I would jump at the chance of going back to the pre-school days when the child in your arms smelled of Johnson's Baby Powder or Baby Magic Lotion and the look on their faces meant that you were the most important being in their lives. I couldn't get enough of them and am sorry now that we didn't stick tothe original plan for six. Motherhood was the closest bond in the early school years, but as they approached high school, fatherhood took over slowly. I remember reading that children of tender years are best left with the mom, but children of business years are the perview of the father. His ability to cut to the chase in any given circumstance is a gift that few women have. They also, are afraid to cross dad, because they are just not certain how far they can go with dad. I was so lucky that my children respected my wimpiness. We never had any problems raising them. God is good! The oldest tried two cigarettes and came home and stood in her oppen window for an hour, because she felt so sick. She told us the next day. The youngest went to adinner party as a senior and the idiot parents served Tom Collins with dinner. She had two and came home and went to bed very early. We had company for dinner and the oldest one checked on her and came back and said, "It's okay---she's just drunk!" We didn't get mad at her, but at the parents who had the poor judgement to serve liquor to underage kids. None of them went to the alter with a bun in the oven, none of them has used drugs, been arested or bankrupt. The oldest did get divorced after three boys and ten years, because he had a girlfriend. She has remained single for eighteen years to raise those boys and besides being a mommy to three pre-schoolers --- she taught 3rd grade full time and got her Master+ in the two years after the divorce. She just got home from a missions trip to Moscow for our church. Her oldest boy works in Washington for a govenor, and the second boy is at the Defense Language School in Monterey, CA for eighten months of Arabic and her last one is a sophomore in college studying the basics, before he chooses a major.
Our son paid for college himself and is the only support for a familyof six. His wife stays home and homeschools four kids. The youngest is also a nurse and works for a gastroenterology clinic.and she does videography. This interet has led her to Russia, Macedonia and Sebia for film work for our church missionaries. Her only remaining child goes to Nyack College in New York and is studying film and directing.
I don't know why our lives have been so blessed, but like I said in the beginning --- Are they cute, or what?
Hold your babies closely, love them hugely and thank God for the gift of life that some people will never experience.

### Source material
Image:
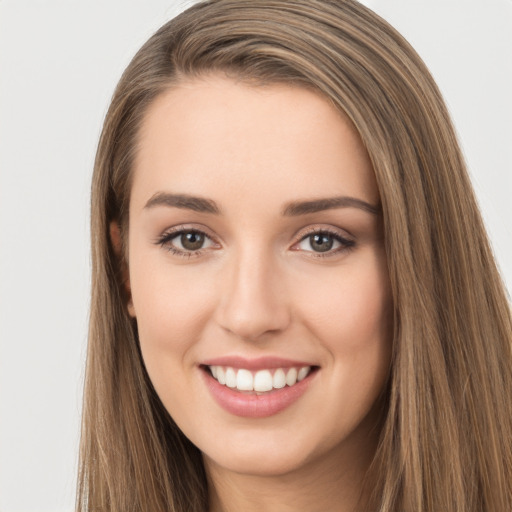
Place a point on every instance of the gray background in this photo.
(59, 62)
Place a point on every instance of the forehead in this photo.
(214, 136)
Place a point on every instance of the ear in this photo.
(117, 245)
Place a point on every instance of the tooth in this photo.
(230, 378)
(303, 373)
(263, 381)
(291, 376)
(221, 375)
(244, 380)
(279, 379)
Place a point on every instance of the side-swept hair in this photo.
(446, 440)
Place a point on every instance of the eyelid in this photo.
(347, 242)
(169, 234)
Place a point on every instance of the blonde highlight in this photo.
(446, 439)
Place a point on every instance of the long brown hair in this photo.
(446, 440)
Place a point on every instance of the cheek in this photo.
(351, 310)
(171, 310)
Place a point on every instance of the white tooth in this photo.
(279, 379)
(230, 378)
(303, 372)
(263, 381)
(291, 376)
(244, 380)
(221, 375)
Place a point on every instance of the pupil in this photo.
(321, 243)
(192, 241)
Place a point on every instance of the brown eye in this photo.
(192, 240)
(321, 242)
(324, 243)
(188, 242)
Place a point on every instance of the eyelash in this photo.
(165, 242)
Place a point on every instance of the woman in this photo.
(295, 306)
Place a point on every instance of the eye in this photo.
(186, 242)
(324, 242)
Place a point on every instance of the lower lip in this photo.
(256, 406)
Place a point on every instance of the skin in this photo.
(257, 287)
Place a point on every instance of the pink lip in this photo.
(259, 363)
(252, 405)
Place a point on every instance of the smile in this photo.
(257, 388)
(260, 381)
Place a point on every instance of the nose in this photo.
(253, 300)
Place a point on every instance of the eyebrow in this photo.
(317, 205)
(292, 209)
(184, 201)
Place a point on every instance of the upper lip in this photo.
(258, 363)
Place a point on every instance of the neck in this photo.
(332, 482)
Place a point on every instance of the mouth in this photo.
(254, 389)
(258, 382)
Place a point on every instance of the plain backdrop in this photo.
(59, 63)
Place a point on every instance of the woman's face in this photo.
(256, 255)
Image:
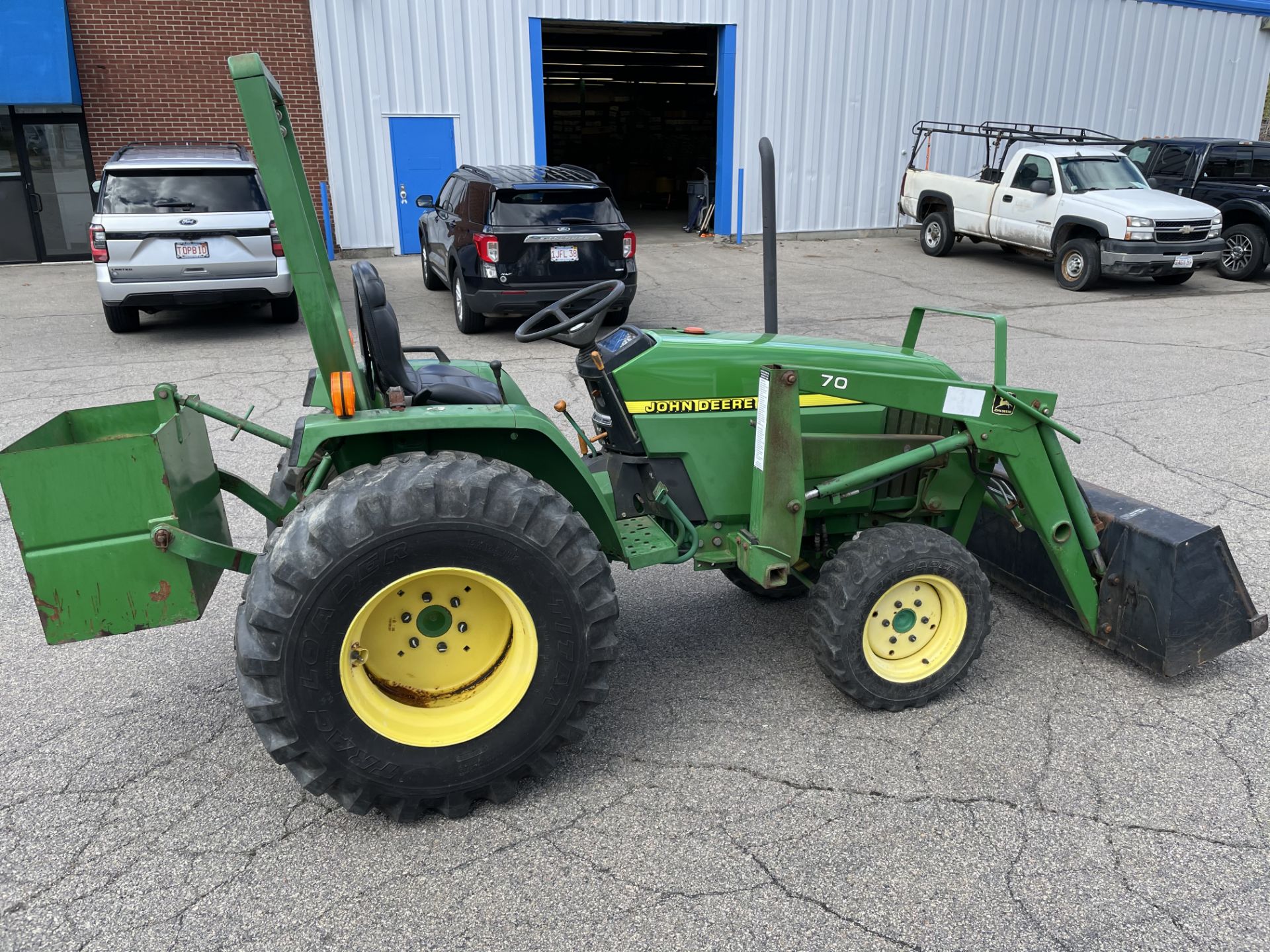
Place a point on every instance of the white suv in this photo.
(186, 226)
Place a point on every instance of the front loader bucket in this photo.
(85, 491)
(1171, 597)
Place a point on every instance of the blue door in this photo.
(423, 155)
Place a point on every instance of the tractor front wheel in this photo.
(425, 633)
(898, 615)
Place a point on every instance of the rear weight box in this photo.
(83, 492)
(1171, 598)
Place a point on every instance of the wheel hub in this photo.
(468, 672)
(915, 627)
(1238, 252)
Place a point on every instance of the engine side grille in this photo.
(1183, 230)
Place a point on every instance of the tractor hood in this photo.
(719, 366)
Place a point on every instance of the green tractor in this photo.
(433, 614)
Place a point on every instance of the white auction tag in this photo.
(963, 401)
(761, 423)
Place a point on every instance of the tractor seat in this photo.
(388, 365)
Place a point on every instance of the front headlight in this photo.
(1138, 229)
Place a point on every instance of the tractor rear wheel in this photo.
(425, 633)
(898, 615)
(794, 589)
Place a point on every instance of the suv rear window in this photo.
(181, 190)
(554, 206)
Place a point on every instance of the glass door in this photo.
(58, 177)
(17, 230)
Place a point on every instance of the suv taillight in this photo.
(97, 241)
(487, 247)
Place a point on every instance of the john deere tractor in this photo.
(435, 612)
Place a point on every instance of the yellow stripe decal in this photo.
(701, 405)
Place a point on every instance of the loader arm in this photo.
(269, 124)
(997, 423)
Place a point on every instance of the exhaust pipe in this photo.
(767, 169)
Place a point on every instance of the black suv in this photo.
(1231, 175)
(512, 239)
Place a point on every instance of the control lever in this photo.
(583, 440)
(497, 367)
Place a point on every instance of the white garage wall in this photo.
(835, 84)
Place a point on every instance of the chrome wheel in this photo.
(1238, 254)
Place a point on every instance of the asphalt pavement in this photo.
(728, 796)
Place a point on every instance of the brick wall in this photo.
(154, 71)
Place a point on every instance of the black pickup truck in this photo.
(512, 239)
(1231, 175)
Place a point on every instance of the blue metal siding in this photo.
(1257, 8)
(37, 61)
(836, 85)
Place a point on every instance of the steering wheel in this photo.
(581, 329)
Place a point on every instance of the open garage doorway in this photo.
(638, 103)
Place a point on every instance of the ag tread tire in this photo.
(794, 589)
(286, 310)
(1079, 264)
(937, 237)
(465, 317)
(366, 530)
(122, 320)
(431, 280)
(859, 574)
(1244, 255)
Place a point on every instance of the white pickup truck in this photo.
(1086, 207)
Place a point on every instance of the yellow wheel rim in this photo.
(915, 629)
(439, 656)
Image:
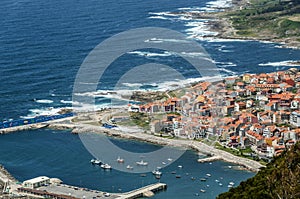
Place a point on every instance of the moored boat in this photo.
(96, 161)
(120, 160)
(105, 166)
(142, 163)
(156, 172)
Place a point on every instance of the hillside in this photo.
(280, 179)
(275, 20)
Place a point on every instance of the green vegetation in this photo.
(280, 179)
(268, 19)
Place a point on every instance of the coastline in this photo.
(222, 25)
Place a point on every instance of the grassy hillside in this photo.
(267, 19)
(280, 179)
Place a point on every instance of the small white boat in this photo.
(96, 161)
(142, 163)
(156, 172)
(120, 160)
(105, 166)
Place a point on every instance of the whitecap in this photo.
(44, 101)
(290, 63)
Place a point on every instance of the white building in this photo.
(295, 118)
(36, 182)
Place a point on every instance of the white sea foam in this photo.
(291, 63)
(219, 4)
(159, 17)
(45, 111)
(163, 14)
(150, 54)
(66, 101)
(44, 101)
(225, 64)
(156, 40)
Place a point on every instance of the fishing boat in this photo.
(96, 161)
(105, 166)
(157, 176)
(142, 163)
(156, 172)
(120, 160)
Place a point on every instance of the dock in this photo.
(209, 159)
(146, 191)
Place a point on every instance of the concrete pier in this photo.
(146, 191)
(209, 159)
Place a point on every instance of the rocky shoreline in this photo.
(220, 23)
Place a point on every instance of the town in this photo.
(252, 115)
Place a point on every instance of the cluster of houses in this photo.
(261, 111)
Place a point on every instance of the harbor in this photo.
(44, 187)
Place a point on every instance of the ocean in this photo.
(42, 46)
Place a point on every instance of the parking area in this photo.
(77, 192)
...
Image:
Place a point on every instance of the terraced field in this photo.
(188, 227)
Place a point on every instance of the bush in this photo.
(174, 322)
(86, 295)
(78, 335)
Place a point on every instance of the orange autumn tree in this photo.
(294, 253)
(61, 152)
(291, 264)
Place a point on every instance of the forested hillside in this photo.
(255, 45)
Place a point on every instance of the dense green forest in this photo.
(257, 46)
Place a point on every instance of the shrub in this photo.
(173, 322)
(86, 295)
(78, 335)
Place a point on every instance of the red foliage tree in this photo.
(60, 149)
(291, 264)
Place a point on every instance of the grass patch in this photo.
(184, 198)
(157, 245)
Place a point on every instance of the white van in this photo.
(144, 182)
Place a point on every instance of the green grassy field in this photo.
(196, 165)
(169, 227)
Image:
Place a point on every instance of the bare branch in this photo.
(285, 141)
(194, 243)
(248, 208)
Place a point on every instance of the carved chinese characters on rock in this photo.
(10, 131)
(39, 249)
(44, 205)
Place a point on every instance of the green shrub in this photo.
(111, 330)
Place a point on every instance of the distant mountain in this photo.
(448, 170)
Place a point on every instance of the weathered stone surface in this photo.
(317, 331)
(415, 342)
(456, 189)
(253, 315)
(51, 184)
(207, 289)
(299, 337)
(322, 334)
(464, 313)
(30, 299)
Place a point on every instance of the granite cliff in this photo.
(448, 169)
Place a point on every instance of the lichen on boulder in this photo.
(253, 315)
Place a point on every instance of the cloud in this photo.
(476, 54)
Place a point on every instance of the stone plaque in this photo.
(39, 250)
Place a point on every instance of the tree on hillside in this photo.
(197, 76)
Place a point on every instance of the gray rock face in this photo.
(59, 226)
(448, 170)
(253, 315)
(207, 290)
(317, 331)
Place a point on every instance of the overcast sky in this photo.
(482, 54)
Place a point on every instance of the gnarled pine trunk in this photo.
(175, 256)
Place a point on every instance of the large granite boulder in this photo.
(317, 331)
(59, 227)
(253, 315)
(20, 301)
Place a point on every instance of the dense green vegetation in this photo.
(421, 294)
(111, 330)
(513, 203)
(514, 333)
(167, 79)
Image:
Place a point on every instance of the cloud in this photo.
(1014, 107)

### Directions
**a)** For each statement, say yes or no as to whether it agrees with the essay about raising children, and quote the deciding words: (i) After her divorce, the oldest daughter taught 3rd grade full time. (ii) The son's wife works outside the home. (iii) The second grandson is at the Defense Language School in Monterey.
**b)** Rewrite the essay about raising children starting at "I don't know" and ending at "will never experience.", changing "babies" to "children".
The rows are material separate from the essay about raising children.

### Answers by item
**a)**
(i) Yes: "she taught 3rd grade full time"
(ii) No: "His wife stays home and homeschools four kids."
(iii) Yes: "the second boy is at the Defense Language School in Monterey, CA"

**b)**
I don't know why our lives have been so blessed, but like I said in the beginning --- Are they cute, or what?
Hold your children closely, love them hugely and thank God for the gift of life that some people will never experience.